Exercise instructions: Could you reproduce the material word for word, starting with its very first line and going on through the line containing "left=295, top=121, right=356, bottom=181", with both of those lines included?

Recorded data:
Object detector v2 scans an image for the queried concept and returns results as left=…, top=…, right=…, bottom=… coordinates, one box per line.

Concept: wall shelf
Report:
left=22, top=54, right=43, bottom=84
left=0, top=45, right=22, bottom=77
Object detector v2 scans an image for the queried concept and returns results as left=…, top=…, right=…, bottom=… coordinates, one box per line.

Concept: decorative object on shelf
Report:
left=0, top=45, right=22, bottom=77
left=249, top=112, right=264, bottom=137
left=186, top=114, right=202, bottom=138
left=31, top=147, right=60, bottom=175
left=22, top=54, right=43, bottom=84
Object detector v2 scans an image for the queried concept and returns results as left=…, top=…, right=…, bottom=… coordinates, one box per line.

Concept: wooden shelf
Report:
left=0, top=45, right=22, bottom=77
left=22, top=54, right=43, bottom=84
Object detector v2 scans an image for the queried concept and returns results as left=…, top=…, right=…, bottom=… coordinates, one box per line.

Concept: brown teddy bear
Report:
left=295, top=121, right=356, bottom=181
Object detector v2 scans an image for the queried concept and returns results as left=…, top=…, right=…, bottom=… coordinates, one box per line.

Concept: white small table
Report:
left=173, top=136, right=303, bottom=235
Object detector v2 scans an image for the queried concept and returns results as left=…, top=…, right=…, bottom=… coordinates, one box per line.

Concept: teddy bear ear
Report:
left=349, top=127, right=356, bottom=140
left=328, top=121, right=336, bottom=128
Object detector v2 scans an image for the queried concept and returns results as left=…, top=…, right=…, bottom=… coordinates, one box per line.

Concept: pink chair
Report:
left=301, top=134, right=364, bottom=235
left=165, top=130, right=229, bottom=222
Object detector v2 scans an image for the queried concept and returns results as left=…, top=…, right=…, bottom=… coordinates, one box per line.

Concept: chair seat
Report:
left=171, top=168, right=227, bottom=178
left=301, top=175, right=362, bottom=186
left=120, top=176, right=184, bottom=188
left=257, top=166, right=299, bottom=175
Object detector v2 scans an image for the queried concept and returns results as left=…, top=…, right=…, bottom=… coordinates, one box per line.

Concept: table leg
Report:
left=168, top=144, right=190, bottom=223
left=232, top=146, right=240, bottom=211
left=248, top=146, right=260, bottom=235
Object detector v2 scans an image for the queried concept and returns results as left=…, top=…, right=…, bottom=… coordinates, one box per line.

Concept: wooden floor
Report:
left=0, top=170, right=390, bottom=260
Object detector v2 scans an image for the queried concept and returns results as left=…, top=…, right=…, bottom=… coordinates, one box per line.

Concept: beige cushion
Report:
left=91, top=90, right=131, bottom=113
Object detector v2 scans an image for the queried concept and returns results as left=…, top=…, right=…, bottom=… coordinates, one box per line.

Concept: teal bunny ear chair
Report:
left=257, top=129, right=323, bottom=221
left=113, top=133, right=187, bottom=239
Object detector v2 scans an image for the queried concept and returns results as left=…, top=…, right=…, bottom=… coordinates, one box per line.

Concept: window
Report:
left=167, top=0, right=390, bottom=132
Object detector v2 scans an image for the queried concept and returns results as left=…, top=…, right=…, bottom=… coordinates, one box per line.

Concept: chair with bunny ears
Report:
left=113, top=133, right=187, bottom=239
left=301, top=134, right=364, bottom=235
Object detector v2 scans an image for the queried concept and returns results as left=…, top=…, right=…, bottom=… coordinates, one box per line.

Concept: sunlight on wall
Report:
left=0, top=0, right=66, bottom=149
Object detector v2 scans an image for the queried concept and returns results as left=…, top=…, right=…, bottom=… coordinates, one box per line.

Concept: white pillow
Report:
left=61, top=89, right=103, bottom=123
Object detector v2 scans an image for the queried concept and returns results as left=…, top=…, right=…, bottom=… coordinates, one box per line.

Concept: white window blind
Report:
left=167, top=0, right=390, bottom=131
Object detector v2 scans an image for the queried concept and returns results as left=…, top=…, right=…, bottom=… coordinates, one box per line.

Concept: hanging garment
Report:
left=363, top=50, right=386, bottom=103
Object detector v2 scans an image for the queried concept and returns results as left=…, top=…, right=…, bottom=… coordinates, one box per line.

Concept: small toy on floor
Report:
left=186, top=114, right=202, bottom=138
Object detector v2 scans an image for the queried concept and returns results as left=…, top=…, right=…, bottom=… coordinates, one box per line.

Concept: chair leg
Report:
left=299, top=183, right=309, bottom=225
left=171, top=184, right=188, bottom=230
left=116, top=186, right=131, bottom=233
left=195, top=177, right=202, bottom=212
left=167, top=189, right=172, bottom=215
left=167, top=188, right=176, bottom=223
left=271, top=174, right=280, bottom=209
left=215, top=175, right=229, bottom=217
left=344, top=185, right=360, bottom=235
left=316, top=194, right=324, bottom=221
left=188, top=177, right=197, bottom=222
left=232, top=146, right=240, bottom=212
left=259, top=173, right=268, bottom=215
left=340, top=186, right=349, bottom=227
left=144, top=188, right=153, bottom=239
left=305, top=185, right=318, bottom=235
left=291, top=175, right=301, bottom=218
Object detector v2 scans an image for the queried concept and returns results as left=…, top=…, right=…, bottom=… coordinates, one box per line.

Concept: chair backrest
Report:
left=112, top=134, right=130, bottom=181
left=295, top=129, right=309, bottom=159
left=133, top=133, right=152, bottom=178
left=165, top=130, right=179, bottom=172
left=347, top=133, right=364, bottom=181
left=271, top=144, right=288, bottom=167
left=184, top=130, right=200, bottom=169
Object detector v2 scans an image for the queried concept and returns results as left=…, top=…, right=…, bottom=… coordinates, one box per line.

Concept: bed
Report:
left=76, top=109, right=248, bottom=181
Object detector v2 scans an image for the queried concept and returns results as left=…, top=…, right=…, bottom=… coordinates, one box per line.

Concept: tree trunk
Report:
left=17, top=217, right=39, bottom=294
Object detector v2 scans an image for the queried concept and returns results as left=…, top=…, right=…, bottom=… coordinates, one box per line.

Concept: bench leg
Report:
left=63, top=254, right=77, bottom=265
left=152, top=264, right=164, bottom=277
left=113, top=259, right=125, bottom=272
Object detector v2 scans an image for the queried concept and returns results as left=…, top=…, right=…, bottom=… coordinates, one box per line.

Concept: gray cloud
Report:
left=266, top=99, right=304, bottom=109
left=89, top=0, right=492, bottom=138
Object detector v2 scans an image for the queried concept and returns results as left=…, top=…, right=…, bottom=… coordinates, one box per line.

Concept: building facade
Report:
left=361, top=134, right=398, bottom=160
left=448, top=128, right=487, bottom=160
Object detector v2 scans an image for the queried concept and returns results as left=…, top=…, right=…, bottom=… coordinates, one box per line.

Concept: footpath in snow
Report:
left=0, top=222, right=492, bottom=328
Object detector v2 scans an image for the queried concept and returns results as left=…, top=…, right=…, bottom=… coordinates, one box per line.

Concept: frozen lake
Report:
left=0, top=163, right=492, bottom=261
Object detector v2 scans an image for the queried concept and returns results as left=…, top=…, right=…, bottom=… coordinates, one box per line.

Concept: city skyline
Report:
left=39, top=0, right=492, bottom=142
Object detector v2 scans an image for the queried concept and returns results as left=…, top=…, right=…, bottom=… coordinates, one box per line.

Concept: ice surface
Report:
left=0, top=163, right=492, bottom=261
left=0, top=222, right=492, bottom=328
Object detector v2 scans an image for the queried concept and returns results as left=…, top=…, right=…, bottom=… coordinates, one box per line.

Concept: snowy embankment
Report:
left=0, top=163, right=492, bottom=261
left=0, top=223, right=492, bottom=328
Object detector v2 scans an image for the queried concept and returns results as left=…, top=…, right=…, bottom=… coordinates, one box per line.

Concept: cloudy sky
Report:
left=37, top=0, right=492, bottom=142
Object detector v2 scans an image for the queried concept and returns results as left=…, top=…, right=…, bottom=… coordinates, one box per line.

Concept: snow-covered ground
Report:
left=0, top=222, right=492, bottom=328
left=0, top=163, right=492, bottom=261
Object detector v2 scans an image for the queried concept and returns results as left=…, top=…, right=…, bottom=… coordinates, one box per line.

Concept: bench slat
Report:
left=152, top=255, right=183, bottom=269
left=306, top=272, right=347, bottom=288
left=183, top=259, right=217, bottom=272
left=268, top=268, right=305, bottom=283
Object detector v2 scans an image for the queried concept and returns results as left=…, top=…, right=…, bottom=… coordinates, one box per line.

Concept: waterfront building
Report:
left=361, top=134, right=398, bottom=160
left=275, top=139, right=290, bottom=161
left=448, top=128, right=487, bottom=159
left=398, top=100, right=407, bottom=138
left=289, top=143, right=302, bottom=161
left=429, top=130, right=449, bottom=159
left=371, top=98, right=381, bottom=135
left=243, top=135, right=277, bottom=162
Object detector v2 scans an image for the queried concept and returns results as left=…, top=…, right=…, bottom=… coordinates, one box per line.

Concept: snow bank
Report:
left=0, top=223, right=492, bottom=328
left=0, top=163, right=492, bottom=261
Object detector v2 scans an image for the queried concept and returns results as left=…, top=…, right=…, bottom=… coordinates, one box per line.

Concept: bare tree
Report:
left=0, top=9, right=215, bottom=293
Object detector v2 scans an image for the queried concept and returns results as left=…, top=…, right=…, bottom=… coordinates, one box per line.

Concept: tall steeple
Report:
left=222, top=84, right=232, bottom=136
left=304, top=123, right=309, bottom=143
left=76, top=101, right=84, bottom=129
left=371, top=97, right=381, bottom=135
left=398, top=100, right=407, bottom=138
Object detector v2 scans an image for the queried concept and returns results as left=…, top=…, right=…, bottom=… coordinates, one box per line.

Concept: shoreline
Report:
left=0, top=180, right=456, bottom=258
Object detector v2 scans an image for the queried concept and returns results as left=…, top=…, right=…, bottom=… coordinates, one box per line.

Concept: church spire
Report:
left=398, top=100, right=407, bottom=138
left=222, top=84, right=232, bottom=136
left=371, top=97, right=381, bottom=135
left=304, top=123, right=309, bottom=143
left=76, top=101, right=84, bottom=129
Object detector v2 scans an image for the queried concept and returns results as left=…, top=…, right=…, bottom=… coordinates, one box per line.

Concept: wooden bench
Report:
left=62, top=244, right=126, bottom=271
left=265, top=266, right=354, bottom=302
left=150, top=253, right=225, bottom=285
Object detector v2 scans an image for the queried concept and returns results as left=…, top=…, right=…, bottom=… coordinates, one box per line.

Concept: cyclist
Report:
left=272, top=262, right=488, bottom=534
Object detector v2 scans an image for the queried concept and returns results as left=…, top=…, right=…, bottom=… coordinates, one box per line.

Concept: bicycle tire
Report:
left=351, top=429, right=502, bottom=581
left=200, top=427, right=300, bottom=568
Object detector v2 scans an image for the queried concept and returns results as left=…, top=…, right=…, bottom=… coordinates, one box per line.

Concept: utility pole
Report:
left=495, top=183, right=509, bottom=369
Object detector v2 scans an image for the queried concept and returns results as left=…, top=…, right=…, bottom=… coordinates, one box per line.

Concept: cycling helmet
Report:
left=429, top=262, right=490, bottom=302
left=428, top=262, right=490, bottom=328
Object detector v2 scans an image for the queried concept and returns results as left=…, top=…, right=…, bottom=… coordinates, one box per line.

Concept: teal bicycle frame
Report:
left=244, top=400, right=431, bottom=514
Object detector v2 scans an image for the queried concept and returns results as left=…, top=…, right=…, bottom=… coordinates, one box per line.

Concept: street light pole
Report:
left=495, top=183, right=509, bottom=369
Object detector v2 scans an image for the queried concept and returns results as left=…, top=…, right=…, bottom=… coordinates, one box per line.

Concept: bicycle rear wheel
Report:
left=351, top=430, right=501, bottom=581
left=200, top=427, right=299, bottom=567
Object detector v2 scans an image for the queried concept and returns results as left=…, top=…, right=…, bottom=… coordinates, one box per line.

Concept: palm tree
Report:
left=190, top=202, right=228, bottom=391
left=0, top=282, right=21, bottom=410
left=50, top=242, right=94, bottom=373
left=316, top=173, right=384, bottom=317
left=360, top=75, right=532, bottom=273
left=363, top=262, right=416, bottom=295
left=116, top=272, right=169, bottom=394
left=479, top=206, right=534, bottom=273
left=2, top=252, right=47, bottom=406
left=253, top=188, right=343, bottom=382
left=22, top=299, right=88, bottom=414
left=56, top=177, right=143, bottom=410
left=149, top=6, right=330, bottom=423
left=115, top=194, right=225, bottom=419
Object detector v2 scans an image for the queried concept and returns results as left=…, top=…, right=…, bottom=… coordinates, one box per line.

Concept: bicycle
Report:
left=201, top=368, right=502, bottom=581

Solution:
Object detector v2 scans an image for the queried concept and returns results as left=…, top=…, right=…, bottom=… coordinates, one box per line.

Concept: wall shelf
Report:
left=22, top=54, right=43, bottom=84
left=0, top=45, right=22, bottom=77
Object detector v2 scans an image for the queried concept and returns results as left=…, top=…, right=…, bottom=… coordinates, one box per line.

Concept: decorative object on shelf
Report:
left=0, top=45, right=22, bottom=77
left=249, top=112, right=264, bottom=137
left=186, top=114, right=202, bottom=138
left=31, top=147, right=60, bottom=175
left=22, top=54, right=43, bottom=84
Object detector v2 scans an image for the queried concept and returns results as left=…, top=…, right=…, bottom=… coordinates, one box per line.

Concept: wooden shelf
Report:
left=0, top=45, right=22, bottom=77
left=22, top=54, right=43, bottom=84
Object detector v2 scans an image for the queried concept and returns results as left=…, top=…, right=…, bottom=… coordinates, one box per line.

Concept: brown teddy bear
Report:
left=295, top=121, right=356, bottom=181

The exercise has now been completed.